**Exercise directions:**
The entries below are to be repeated exactly as they stand.

**Records for this task:**
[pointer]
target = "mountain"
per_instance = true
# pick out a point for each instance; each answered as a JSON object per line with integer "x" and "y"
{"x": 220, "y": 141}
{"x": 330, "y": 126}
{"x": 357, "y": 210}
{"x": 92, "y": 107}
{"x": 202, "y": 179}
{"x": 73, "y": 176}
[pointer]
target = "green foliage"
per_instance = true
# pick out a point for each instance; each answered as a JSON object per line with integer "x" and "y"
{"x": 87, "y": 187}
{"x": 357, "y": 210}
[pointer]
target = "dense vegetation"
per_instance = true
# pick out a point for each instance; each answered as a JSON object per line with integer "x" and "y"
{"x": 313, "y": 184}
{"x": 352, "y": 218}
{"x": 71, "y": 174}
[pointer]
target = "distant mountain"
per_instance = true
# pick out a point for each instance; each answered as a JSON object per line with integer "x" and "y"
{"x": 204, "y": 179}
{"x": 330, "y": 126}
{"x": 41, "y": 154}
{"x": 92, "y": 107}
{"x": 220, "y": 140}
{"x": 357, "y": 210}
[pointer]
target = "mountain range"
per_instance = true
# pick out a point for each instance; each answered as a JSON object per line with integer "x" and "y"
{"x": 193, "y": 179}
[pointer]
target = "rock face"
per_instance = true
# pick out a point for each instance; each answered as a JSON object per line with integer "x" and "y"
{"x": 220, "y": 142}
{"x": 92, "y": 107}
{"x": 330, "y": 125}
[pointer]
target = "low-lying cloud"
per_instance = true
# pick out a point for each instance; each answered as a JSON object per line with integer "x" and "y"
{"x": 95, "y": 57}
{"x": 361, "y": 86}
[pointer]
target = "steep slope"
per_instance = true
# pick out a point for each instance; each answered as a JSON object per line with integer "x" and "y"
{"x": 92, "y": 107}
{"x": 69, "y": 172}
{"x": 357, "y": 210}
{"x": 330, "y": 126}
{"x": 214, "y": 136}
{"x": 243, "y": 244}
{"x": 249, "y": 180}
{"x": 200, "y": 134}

**Response to the task:**
[pointer]
target = "mountain"
per_instance = true
# pick out a point for each instance; each answered as a JSON object per line with integer "x" and "y"
{"x": 220, "y": 141}
{"x": 330, "y": 126}
{"x": 357, "y": 210}
{"x": 92, "y": 107}
{"x": 202, "y": 179}
{"x": 73, "y": 176}
[pointer]
target = "green foliage"
per_instance = true
# pick out a point for each instance; each answered as a JSON object per line with integer "x" and "y"
{"x": 87, "y": 187}
{"x": 357, "y": 210}
[pointer]
target = "dense vegetation"
per_instance = true
# pick out a point for each instance; each answered as a JSON object per line with integer "x" and "y"
{"x": 313, "y": 184}
{"x": 352, "y": 218}
{"x": 71, "y": 174}
[pointer]
target = "distant mountain"
per_instance = true
# pick out a point for each instance; each answered as a JSON object per line with integer "x" and "y"
{"x": 204, "y": 179}
{"x": 330, "y": 126}
{"x": 41, "y": 154}
{"x": 92, "y": 107}
{"x": 220, "y": 140}
{"x": 357, "y": 210}
[pointer]
target = "mountain range"
per_instance = true
# pick out a point for each instance; each answered as a JSON object per line with integer "x" and "y"
{"x": 193, "y": 179}
[pointer]
target = "rock face"
per_instance = true
# pick out a point for each instance; each answered as a JSON object per line with integer "x" and "y"
{"x": 220, "y": 142}
{"x": 92, "y": 107}
{"x": 330, "y": 125}
[pointer]
target = "low-lying cloud"
per_instance = true
# pick out a point for each instance; each answered as a JSON object per line with integer "x" and "y"
{"x": 95, "y": 57}
{"x": 361, "y": 86}
[pointer]
target = "steep slope"
per_instance = true
# pick out a point for each instance; each answered as a JSON object per line with integer "x" and "y"
{"x": 92, "y": 107}
{"x": 69, "y": 172}
{"x": 357, "y": 210}
{"x": 330, "y": 126}
{"x": 214, "y": 136}
{"x": 243, "y": 244}
{"x": 249, "y": 180}
{"x": 200, "y": 134}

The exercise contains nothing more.